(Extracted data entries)
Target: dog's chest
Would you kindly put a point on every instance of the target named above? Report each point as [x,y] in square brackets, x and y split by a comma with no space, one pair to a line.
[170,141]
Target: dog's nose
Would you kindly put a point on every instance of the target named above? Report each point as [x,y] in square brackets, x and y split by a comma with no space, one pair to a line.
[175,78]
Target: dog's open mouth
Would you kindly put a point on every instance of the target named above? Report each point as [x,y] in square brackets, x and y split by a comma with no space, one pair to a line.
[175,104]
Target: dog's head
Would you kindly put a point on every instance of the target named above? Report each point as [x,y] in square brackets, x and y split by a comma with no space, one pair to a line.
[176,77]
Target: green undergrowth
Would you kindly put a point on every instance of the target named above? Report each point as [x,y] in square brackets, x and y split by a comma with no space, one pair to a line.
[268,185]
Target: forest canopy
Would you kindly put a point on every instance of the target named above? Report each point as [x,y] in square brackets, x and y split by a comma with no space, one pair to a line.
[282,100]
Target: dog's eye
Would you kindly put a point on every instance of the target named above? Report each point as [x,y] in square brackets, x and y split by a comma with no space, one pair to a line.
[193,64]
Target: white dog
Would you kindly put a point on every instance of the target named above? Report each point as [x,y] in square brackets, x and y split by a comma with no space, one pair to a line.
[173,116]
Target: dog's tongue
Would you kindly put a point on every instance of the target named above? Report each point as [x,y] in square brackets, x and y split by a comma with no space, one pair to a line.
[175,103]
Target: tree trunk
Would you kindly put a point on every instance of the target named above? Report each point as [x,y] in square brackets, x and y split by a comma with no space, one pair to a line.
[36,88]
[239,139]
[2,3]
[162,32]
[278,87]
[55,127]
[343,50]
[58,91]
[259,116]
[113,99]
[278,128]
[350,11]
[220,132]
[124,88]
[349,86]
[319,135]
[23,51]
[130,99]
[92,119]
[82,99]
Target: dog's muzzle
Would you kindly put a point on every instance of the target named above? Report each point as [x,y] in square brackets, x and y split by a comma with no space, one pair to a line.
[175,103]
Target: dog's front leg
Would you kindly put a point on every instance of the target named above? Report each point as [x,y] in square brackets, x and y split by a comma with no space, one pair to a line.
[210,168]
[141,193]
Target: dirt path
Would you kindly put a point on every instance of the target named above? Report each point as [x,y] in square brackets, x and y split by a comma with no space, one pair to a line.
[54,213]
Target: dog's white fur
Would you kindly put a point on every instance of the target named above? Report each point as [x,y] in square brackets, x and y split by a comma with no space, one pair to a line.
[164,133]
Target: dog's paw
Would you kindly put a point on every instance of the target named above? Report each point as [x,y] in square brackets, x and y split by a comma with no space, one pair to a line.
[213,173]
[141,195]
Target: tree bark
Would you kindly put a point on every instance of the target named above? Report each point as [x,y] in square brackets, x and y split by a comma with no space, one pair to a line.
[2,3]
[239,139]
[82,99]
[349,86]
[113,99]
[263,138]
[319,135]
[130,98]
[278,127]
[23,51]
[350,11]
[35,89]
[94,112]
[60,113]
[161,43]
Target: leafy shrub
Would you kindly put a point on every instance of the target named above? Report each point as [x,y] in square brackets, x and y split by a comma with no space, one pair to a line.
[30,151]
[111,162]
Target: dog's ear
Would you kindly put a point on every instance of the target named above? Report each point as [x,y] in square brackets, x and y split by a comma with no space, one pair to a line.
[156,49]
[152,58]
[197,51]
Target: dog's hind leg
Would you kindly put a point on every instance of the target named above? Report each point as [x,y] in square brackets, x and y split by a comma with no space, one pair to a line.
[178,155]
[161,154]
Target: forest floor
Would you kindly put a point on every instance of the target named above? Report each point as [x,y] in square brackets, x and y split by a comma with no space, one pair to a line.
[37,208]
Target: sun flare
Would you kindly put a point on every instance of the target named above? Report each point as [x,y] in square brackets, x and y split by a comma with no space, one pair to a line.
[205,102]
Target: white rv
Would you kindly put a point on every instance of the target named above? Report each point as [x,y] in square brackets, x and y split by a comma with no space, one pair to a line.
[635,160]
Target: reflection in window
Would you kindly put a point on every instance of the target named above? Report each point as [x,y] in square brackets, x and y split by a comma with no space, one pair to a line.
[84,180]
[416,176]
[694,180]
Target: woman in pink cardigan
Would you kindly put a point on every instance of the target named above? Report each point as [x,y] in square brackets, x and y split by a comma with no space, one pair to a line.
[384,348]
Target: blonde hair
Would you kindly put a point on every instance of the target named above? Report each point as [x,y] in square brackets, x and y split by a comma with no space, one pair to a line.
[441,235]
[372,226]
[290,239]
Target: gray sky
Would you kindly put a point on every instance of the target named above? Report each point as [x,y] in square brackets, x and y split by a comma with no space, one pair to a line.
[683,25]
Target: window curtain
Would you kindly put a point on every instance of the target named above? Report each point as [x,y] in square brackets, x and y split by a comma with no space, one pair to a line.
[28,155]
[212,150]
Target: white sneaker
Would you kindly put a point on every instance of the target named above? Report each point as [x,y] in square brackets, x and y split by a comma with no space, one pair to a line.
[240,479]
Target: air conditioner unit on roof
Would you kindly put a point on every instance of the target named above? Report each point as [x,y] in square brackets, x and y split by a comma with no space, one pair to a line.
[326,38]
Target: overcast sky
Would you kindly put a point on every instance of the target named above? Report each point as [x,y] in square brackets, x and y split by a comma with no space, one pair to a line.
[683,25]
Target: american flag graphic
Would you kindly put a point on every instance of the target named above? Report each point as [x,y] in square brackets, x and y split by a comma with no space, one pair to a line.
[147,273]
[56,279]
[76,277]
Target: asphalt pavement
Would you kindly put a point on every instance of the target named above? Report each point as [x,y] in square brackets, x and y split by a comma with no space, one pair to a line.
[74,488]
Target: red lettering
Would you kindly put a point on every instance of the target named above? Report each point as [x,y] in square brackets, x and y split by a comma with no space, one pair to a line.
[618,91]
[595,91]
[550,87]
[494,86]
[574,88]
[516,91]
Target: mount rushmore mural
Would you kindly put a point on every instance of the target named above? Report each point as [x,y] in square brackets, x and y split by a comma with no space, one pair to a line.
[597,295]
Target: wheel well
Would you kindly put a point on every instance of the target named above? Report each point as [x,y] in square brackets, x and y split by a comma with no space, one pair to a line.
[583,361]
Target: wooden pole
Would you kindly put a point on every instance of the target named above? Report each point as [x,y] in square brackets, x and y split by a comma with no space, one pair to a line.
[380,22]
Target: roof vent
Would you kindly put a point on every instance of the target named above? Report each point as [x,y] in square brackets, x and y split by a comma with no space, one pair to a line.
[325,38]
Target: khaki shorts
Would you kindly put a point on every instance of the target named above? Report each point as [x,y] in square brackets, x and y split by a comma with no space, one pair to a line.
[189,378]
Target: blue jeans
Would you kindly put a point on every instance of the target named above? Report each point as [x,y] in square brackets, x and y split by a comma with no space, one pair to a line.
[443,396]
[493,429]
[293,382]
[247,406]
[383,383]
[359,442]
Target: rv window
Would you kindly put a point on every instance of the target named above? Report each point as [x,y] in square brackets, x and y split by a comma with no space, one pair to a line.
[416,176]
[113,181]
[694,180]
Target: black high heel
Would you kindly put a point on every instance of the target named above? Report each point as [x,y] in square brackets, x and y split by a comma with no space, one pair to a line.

- [REQUIREMENTS]: Each line from the one with "Target: wheel well" through the last line of the records must be written out word for word. Include nothing else.

- [ANSWER BELOW]:
Target: wheel well
Would you kindly put a point on every instance of the target named above? Report each point as [x,y] in square brackets, x and y split by a comma with no space, one pair to a line.
[583,361]
Target: wooden pole
Would you kindly put a point on every instance of the target named above? Report each point as [x,y] in square brackets, x and y split by a comma with no space, one pair to a line.
[380,22]
Target: roof vent
Would you kindly put a point on every instance of the target named above? Report each point as [x,y] in square brackets, x and y split by a comma with no space, one pair to a line.
[325,38]
Target: khaki shorts
Would you kindly put a point on every instance of the target named above? Report each point as [x,y] in square brackets, x and y split by a comma with no space, one pair to a line.
[189,378]
Target: blue jeans
Would you kindly put a point on every instance of the target named above? Report each point as [x,y] in square brackets, x and y split by a comma with no space, one pair to a line.
[443,396]
[493,429]
[293,382]
[247,406]
[383,383]
[359,442]
Target: rv window
Would you kindly put a point on every instance of the target named above? Report each point as [x,y] in square brackets, x and y split by a comma with no space, one pair to a line.
[416,176]
[113,181]
[694,180]
Target: black high heel
Would you kindly put a point on every instance of the target named above? Report each point as [x,y] in square brackets, x and y split by a comma with no space, one pair to a line.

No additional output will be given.